**What you will do:** All entries below are to be set down again exactly as given.

**Dataset extract:**
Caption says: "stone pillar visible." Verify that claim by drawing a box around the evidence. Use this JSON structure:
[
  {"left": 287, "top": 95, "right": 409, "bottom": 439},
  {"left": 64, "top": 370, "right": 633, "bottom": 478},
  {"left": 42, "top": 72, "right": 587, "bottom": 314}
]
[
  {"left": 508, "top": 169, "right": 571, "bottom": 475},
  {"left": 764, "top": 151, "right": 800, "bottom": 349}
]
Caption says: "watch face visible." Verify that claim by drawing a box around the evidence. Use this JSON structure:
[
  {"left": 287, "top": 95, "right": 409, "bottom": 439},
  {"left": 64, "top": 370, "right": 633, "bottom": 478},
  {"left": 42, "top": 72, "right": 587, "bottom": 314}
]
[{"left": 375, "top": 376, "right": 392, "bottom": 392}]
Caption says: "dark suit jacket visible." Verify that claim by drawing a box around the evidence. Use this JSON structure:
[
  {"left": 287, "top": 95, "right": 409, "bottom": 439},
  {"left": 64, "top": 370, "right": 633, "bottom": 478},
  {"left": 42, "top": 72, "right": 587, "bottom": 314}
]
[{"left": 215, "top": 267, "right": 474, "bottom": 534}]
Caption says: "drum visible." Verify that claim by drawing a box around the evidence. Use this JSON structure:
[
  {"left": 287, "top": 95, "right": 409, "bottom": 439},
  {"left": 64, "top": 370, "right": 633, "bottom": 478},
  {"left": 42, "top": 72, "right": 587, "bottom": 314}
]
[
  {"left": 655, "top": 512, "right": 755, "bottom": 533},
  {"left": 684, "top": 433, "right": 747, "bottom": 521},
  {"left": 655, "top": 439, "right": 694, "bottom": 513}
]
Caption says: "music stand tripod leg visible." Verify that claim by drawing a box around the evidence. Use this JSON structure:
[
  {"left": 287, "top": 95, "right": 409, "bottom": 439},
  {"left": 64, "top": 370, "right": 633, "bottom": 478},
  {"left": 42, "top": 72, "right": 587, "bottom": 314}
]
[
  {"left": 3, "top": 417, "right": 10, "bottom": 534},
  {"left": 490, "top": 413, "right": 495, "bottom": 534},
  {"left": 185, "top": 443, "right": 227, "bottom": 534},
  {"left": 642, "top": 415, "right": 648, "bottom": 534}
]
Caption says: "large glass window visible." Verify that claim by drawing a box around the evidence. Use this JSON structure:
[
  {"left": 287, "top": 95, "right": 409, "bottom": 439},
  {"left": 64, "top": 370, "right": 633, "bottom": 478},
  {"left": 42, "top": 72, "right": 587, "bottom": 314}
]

**Reply to the task:**
Caption says: "stone pillar visible." Verify that claim by drawing a box around the evidence. Use this JSON structure:
[
  {"left": 287, "top": 95, "right": 409, "bottom": 439},
  {"left": 64, "top": 370, "right": 633, "bottom": 478},
  {"left": 42, "top": 72, "right": 587, "bottom": 314}
]
[
  {"left": 508, "top": 169, "right": 571, "bottom": 475},
  {"left": 764, "top": 151, "right": 800, "bottom": 349}
]
Caption says: "watch face visible." Verify that claim by drawing a box around the evidence. Use this JSON structure:
[
  {"left": 287, "top": 95, "right": 409, "bottom": 439},
  {"left": 64, "top": 370, "right": 633, "bottom": 478},
  {"left": 42, "top": 72, "right": 587, "bottom": 314}
]
[{"left": 375, "top": 376, "right": 392, "bottom": 392}]
Caption says: "dark suit jacket visible." Verify that claim by drawing a box around the evidence. Use this JSON structure:
[
  {"left": 287, "top": 95, "right": 409, "bottom": 439},
  {"left": 64, "top": 370, "right": 633, "bottom": 478},
  {"left": 42, "top": 72, "right": 587, "bottom": 314}
]
[{"left": 215, "top": 267, "right": 474, "bottom": 534}]
Caption says: "drum visible." Verify that claim by drawing a box around the evidence. Use this JSON structure:
[
  {"left": 287, "top": 95, "right": 409, "bottom": 439},
  {"left": 64, "top": 370, "right": 633, "bottom": 478},
  {"left": 42, "top": 72, "right": 587, "bottom": 314}
]
[
  {"left": 655, "top": 512, "right": 755, "bottom": 533},
  {"left": 684, "top": 433, "right": 747, "bottom": 521},
  {"left": 655, "top": 439, "right": 694, "bottom": 513}
]
Caption says: "music stand tripod leg visible." Verify that claim by drawing a box around the evidence. Use this JSON structure:
[
  {"left": 287, "top": 95, "right": 409, "bottom": 439},
  {"left": 64, "top": 370, "right": 633, "bottom": 478},
  {"left": 42, "top": 72, "right": 587, "bottom": 314}
]
[
  {"left": 3, "top": 417, "right": 10, "bottom": 534},
  {"left": 490, "top": 413, "right": 495, "bottom": 534},
  {"left": 185, "top": 443, "right": 227, "bottom": 534},
  {"left": 642, "top": 415, "right": 648, "bottom": 534}
]
Caption says: "large glass window visible." Verify that claim by drawing a box around the evidence. Use this JSON structure:
[
  {"left": 287, "top": 95, "right": 409, "bottom": 439},
  {"left": 64, "top": 370, "right": 633, "bottom": 478},
  {"left": 42, "top": 72, "right": 587, "bottom": 314}
]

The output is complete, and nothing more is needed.